------ Text passage
Re: Date format - any easier way

Philip Tromans Tue, 15 May 2012 08:24:30 -0700

I knocked up the following when we were experimenting with Hive. I've been
meaning to go and tidy it up for a while, but using it with a separator of
"" (empty string) should have the desired effect. (Obviously the UDF throws
an exception if the array is empty, been meaning to fix that for a while...)


Cheers,

Phil.

import java.util.List;

import org.apache.hadoop.hive.ql.exec.Description;
import org.apache.hadoop.hive.ql.exec.UDFArgumentException;
import org.apache.hadoop.hive.ql.metadata.HiveException;
import org.apache.hadoop.hive.ql.udf.generic.GenericUDF;
import org.apache.hadoop.hive.serde2.objectinspector.ListObjectInspector;
import org.apache.hadoop.hive.serde2.objectinspector.ObjectInspector;
import
org.apache.hadoop.hive.serde2.objectinspector.ObjectInspector.Category;
import
org.apache.hadoop.hive.serde2.objectinspector.PrimitiveObjectInspector;
import
org.apache.hadoop.hive.serde2.objectinspector.primitive.PrimitiveObjectInspectorFactory;

@Description(name = "implode", value = "_FUNC_(list,separator) - joins the
elements of list together, separated by the given string."
+ " Returns a string. [Add an example here]")
------------
Request A
Repeat the Hive forum post verbatim, everything from "Philip Tromans Tue, 15" down to "for a while...)".
Request B
List every row that contains the string "white".
The forum post and the rows below are unrelated material.
------ Material to process
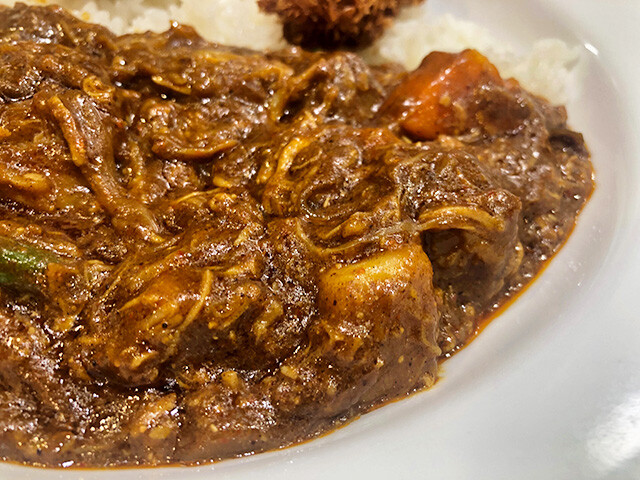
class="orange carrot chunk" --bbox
------------
------ Material to process
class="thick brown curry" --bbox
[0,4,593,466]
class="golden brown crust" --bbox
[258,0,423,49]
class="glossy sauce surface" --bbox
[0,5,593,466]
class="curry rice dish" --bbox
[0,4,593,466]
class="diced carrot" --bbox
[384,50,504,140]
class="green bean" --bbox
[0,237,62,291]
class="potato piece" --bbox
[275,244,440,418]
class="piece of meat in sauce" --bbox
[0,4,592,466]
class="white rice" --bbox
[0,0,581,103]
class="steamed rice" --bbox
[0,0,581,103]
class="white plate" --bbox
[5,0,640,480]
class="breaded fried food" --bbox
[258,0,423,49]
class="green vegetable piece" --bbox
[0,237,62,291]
------------
Correct answer A
Philip Tromans Tue, 15 May 2012 08:24:30 -0700

I knocked up the following when we were experimenting with Hive. I've been
meaning to go and tidy it up for a while, but using it with a separator of
"" (empty string) should have the desired effect. (Obviously the UDF throws
an exception if the array is empty, been meaning to fix that for a while...)

Correct answer B
class="white rice" --bbox
class="white plate" --bbox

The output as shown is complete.